**Job:** Reproduce all of the records exactly.

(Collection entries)
* BEGIN *
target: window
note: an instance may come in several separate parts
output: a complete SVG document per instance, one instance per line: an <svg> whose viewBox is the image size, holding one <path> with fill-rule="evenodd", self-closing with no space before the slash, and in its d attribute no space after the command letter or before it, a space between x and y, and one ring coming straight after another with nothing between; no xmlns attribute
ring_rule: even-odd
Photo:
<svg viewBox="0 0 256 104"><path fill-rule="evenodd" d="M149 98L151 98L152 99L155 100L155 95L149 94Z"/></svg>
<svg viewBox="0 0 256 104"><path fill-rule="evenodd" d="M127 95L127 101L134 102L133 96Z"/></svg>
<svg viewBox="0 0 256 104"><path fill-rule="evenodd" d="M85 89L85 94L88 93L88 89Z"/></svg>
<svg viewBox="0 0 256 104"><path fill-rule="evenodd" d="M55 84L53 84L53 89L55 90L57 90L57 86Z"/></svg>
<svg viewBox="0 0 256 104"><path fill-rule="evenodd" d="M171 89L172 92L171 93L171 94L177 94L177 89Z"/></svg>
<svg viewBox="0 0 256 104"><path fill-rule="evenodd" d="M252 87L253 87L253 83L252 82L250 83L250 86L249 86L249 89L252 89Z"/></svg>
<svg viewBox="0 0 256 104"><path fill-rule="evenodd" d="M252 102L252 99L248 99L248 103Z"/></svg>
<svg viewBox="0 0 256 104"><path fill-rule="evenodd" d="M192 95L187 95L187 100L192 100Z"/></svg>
* END *
**Full solution:**
target: window
note: an instance may come in several separate parts
output: a complete SVG document per instance, one instance per line: an <svg> whose viewBox is the image size, holding one <path> with fill-rule="evenodd", self-closing with no space before the slash, and in its d attribute no space after the command letter or before it, a space between x and y, and one ring coming straight after another with nothing between; no xmlns attribute
ring_rule: even-odd
Photo:
<svg viewBox="0 0 256 104"><path fill-rule="evenodd" d="M149 98L151 98L152 99L155 100L155 95L149 94Z"/></svg>
<svg viewBox="0 0 256 104"><path fill-rule="evenodd" d="M127 95L127 101L134 102L133 96Z"/></svg>
<svg viewBox="0 0 256 104"><path fill-rule="evenodd" d="M85 89L85 94L88 93L88 89Z"/></svg>
<svg viewBox="0 0 256 104"><path fill-rule="evenodd" d="M55 84L53 84L53 89L55 90L57 90L57 86Z"/></svg>
<svg viewBox="0 0 256 104"><path fill-rule="evenodd" d="M171 89L172 92L171 93L171 94L177 94L177 89Z"/></svg>
<svg viewBox="0 0 256 104"><path fill-rule="evenodd" d="M252 87L253 87L253 83L252 82L250 83L250 86L249 86L249 89L252 89Z"/></svg>
<svg viewBox="0 0 256 104"><path fill-rule="evenodd" d="M252 102L252 99L248 99L248 103Z"/></svg>
<svg viewBox="0 0 256 104"><path fill-rule="evenodd" d="M192 95L187 95L187 100L192 100Z"/></svg>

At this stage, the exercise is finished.